▼

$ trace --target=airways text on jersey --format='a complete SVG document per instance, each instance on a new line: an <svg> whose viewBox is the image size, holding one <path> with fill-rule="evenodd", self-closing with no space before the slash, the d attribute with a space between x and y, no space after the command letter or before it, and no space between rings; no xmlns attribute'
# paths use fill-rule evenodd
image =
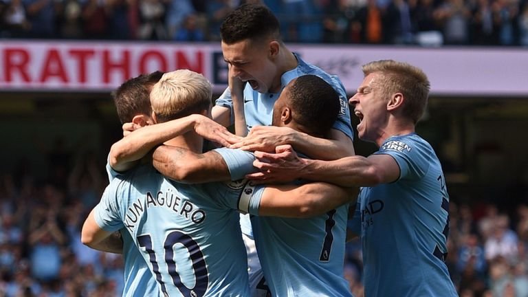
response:
<svg viewBox="0 0 528 297"><path fill-rule="evenodd" d="M144 199L145 199L144 204L142 203ZM135 223L146 210L145 206L147 209L151 207L166 207L197 224L206 219L205 211L198 208L186 199L176 196L173 190L170 188L164 192L158 191L155 195L147 192L144 197L138 198L126 210L123 223L131 232L133 232L133 229Z"/></svg>
<svg viewBox="0 0 528 297"><path fill-rule="evenodd" d="M361 223L366 229L374 224L374 215L383 210L384 204L382 200L373 200L361 210Z"/></svg>

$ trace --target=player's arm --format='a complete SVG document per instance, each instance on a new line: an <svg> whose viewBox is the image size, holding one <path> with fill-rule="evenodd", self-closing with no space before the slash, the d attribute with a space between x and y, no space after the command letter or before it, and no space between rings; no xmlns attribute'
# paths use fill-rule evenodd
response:
<svg viewBox="0 0 528 297"><path fill-rule="evenodd" d="M248 175L261 182L289 182L298 178L342 186L373 186L399 177L396 160L389 155L351 156L333 161L299 157L289 146L277 147L277 153L255 152L253 165L260 172Z"/></svg>
<svg viewBox="0 0 528 297"><path fill-rule="evenodd" d="M318 138L287 127L256 126L239 142L230 146L245 151L274 151L289 144L313 159L336 160L354 155L352 140L343 132L332 129L331 139Z"/></svg>
<svg viewBox="0 0 528 297"><path fill-rule="evenodd" d="M122 254L123 242L115 233L105 231L98 225L92 210L82 225L80 241L95 250Z"/></svg>
<svg viewBox="0 0 528 297"><path fill-rule="evenodd" d="M226 162L214 151L197 154L188 149L162 145L156 148L152 159L154 167L160 173L179 182L231 180Z"/></svg>
<svg viewBox="0 0 528 297"><path fill-rule="evenodd" d="M311 217L355 201L358 192L356 188L342 188L323 182L267 186L260 198L258 214Z"/></svg>
<svg viewBox="0 0 528 297"><path fill-rule="evenodd" d="M306 172L301 177L311 180L332 181L343 186L373 186L395 182L399 166L389 155L367 157L351 156L334 161L307 160Z"/></svg>
<svg viewBox="0 0 528 297"><path fill-rule="evenodd" d="M318 138L296 131L289 143L312 159L333 160L355 155L352 140L342 131L331 129L330 139Z"/></svg>
<svg viewBox="0 0 528 297"><path fill-rule="evenodd" d="M90 246L90 248L101 252L122 254L123 239L121 236L121 233L119 231L116 231L98 243Z"/></svg>
<svg viewBox="0 0 528 297"><path fill-rule="evenodd" d="M194 114L134 131L112 145L109 162L116 171L125 171L155 146L192 130L222 145L232 135L221 125L205 116Z"/></svg>
<svg viewBox="0 0 528 297"><path fill-rule="evenodd" d="M211 111L212 119L221 125L228 127L231 125L231 109L220 106L214 105Z"/></svg>

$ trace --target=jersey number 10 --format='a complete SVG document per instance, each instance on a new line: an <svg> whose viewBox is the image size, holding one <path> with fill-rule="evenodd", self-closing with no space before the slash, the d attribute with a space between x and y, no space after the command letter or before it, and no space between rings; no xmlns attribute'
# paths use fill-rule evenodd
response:
<svg viewBox="0 0 528 297"><path fill-rule="evenodd" d="M148 253L150 262L152 263L152 270L156 276L156 280L162 286L162 292L166 296L169 296L165 283L163 281L162 274L160 272L156 254L152 246L152 239L150 234L139 235L138 242L140 246L144 248ZM176 271L176 263L174 261L174 245L177 243L183 245L190 255L192 270L195 272L196 283L192 288L188 288L182 283L179 274ZM167 265L168 274L173 280L173 284L179 290L185 297L201 297L207 290L209 283L209 276L207 273L206 261L204 259L204 254L198 246L198 243L190 236L179 231L173 231L167 234L163 245L164 250L164 260Z"/></svg>

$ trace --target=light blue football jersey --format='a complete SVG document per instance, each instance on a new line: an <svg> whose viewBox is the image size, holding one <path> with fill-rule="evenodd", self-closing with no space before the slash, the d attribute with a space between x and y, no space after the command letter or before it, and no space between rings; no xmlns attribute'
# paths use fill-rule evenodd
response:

▲

The request:
Reproduce all of the items above line for line, without any change, and omit the pictures from your copy.

Solved problem:
$ trace --target=airways text on jersey --format='a complete SVG document per instance, each instance on a new line: an <svg> whose viewBox is the image size, holding one <path> with fill-rule="evenodd", self-closing with no space before the slash, the d attribute with a space between x and y, no space after the command letter or before it, and no space between rings; no xmlns attribute'
# paths use fill-rule evenodd
image =
response:
<svg viewBox="0 0 528 297"><path fill-rule="evenodd" d="M144 199L145 199L144 204L142 203ZM135 223L146 210L145 206L147 209L151 207L166 207L197 224L206 219L205 211L198 208L186 199L176 196L173 190L170 188L164 192L158 191L155 195L147 192L144 197L138 198L126 210L123 223L131 232L133 232L133 229Z"/></svg>
<svg viewBox="0 0 528 297"><path fill-rule="evenodd" d="M361 223L366 229L374 224L374 215L383 210L384 204L382 200L373 200L361 210Z"/></svg>

$ trace --target=player's arm --format='a complete SVG document per instance, each instance on a new line: an <svg> whose viewBox is the image size, holding one <path> with fill-rule="evenodd", self-closing with no space before the slash, the d attribute with a space between x and y, no space after the command letter or before it, and no space between rings; no xmlns attribute'
# paths use fill-rule evenodd
response:
<svg viewBox="0 0 528 297"><path fill-rule="evenodd" d="M248 175L261 182L289 182L298 178L342 186L373 186L399 177L396 160L389 155L351 156L333 161L299 157L289 146L277 147L277 153L255 152L253 165L260 172Z"/></svg>
<svg viewBox="0 0 528 297"><path fill-rule="evenodd" d="M318 138L287 127L256 126L239 142L230 146L245 151L274 151L289 144L313 159L336 160L354 155L352 140L343 132L332 129L331 139Z"/></svg>
<svg viewBox="0 0 528 297"><path fill-rule="evenodd" d="M122 254L123 242L115 233L105 231L98 225L92 210L82 225L80 241L95 250Z"/></svg>
<svg viewBox="0 0 528 297"><path fill-rule="evenodd" d="M226 162L214 151L197 154L188 149L162 145L156 148L152 159L154 167L160 173L179 182L231 180Z"/></svg>
<svg viewBox="0 0 528 297"><path fill-rule="evenodd" d="M311 217L355 201L358 192L356 188L342 188L323 182L267 186L260 198L258 214Z"/></svg>
<svg viewBox="0 0 528 297"><path fill-rule="evenodd" d="M306 172L301 177L311 180L332 181L343 186L373 186L395 182L399 166L389 155L367 157L351 156L334 161L307 160Z"/></svg>
<svg viewBox="0 0 528 297"><path fill-rule="evenodd" d="M318 138L296 131L289 143L312 159L333 160L355 155L352 140L342 131L331 129L330 139Z"/></svg>
<svg viewBox="0 0 528 297"><path fill-rule="evenodd" d="M90 246L90 248L101 252L122 254L123 239L121 236L121 233L119 231L116 231L98 243Z"/></svg>
<svg viewBox="0 0 528 297"><path fill-rule="evenodd" d="M194 114L134 131L112 145L109 162L116 171L125 171L155 146L192 130L222 145L232 135L221 125L205 116Z"/></svg>
<svg viewBox="0 0 528 297"><path fill-rule="evenodd" d="M211 111L212 119L221 125L228 127L231 125L231 109L220 106L214 105Z"/></svg>

$ trace --target=jersey number 10 --format='a complete SVG document per instance, each instance on a new line: an <svg> whose viewBox is the image size, holding one <path> with fill-rule="evenodd", self-closing with no space before the slash, the d attribute with a space between x and y, no space after the command letter or before it, and no space between rings; no xmlns attribute'
# paths use fill-rule evenodd
response:
<svg viewBox="0 0 528 297"><path fill-rule="evenodd" d="M148 253L150 262L152 263L152 270L156 276L156 280L162 286L162 292L166 296L169 296L165 283L163 281L162 274L160 272L156 254L152 246L152 239L150 234L139 235L138 242L140 246L144 248ZM176 271L176 263L174 261L174 245L177 243L183 245L190 255L192 270L195 272L196 283L192 288L188 288L182 283L179 274ZM167 265L168 274L173 280L173 284L179 290L185 297L201 297L207 290L209 283L209 276L207 273L206 261L204 259L204 254L198 246L198 243L190 236L179 231L173 231L167 234L163 245L164 250L164 260Z"/></svg>

$ trace --target=light blue football jersey --format='a complete SVG document per instance, each instance on a new line: an <svg> whose viewBox is the image size, holding one <path> with fill-rule="evenodd", self-closing with no space before the slash, the d attribute with a space between x and y, no space after the command letter or before it, and no space between rings; no xmlns attribute'
# paths use fill-rule evenodd
response:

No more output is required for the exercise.